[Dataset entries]
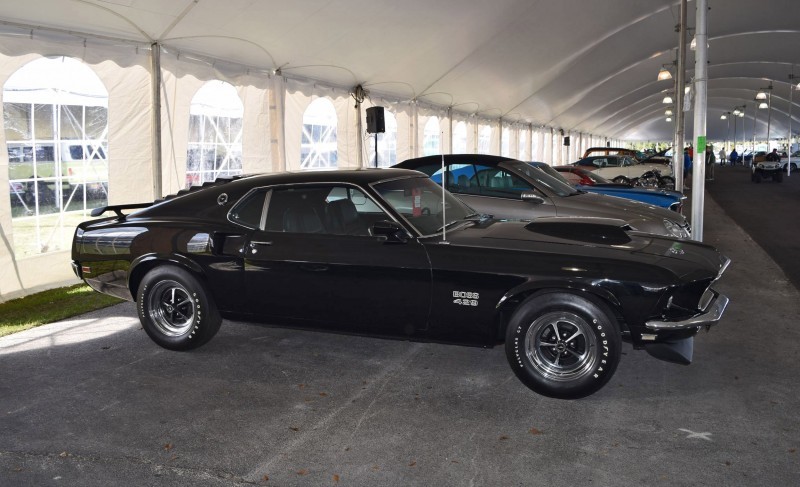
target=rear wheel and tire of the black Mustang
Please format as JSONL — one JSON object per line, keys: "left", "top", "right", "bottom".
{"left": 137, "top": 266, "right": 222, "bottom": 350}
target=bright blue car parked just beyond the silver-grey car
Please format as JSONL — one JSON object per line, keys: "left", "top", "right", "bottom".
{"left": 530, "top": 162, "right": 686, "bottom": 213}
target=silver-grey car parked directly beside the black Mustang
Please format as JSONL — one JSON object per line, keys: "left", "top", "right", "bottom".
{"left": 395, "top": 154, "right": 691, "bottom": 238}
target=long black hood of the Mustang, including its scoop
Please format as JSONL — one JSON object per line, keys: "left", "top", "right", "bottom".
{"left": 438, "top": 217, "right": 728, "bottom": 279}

TASK BRIEF => Show the lines of the records above that mention "Mustang".

RESULT OF THE TASK =>
target=rear wheel and tire of the black Mustang
target=silver-grey car parked directly beside the black Mustang
target=long black hood of the Mustang, including its scoop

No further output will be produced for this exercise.